> **AIM OF THE TASK**: In the entries that follow, which lines hold the string "bear"? List them.

<<<<

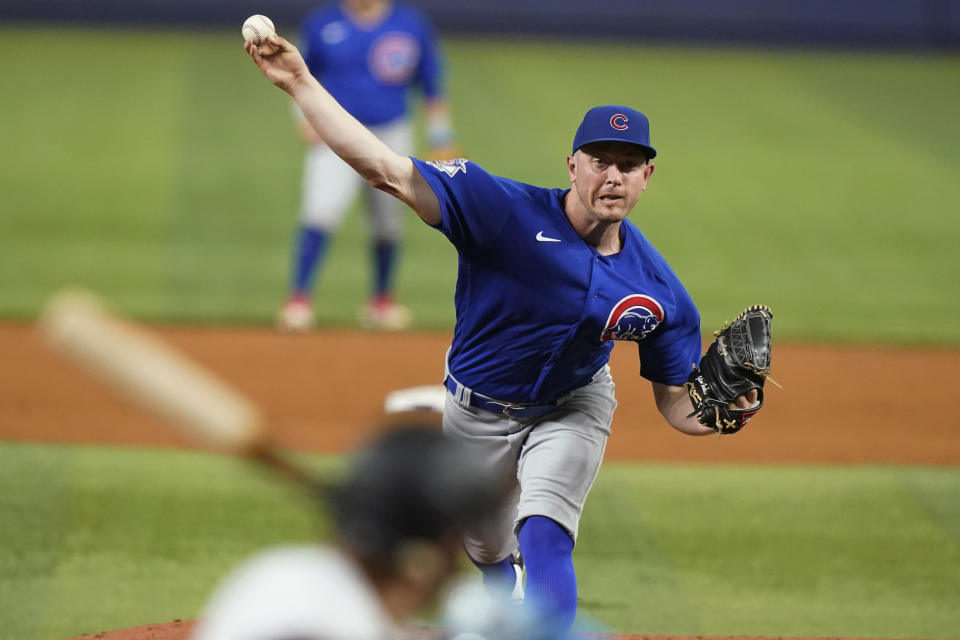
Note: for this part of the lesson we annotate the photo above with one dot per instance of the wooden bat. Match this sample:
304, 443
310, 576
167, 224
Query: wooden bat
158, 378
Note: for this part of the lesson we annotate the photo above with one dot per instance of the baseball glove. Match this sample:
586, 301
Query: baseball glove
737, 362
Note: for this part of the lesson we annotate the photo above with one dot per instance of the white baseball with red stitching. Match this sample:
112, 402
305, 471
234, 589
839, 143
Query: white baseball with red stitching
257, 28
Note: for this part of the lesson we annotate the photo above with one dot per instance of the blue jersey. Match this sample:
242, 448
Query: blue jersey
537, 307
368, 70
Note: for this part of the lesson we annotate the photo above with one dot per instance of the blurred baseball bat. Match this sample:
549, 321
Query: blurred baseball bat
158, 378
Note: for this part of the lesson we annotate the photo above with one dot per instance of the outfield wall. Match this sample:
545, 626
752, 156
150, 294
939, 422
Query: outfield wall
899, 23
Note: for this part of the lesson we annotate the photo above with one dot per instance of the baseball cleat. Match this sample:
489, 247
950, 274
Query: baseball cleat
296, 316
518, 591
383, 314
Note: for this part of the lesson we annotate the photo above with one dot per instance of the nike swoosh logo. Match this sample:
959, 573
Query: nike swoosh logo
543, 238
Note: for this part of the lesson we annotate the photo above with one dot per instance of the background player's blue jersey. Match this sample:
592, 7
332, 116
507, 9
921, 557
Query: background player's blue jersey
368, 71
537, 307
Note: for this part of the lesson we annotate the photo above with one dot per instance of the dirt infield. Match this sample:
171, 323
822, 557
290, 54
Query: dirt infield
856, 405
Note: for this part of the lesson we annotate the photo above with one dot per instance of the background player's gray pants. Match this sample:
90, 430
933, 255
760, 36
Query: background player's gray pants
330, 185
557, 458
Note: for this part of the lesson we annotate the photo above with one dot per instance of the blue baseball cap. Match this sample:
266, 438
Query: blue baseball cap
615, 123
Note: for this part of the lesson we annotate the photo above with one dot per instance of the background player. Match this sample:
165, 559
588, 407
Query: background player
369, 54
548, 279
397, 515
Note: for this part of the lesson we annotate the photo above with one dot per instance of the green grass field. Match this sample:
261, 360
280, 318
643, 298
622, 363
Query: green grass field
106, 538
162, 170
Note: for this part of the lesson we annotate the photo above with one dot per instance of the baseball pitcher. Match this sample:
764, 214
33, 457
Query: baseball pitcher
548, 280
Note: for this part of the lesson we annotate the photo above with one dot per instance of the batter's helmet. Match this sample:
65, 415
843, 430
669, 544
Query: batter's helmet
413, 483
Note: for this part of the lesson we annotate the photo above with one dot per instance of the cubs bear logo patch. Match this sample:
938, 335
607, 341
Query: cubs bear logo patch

>>>>

> **YOUR RESPONSE**:
Note: for this part of the lesson we annotate the photo above with one dot per instance of the cubs bear logo patch. Match this sample:
Query: cubs bear logo patch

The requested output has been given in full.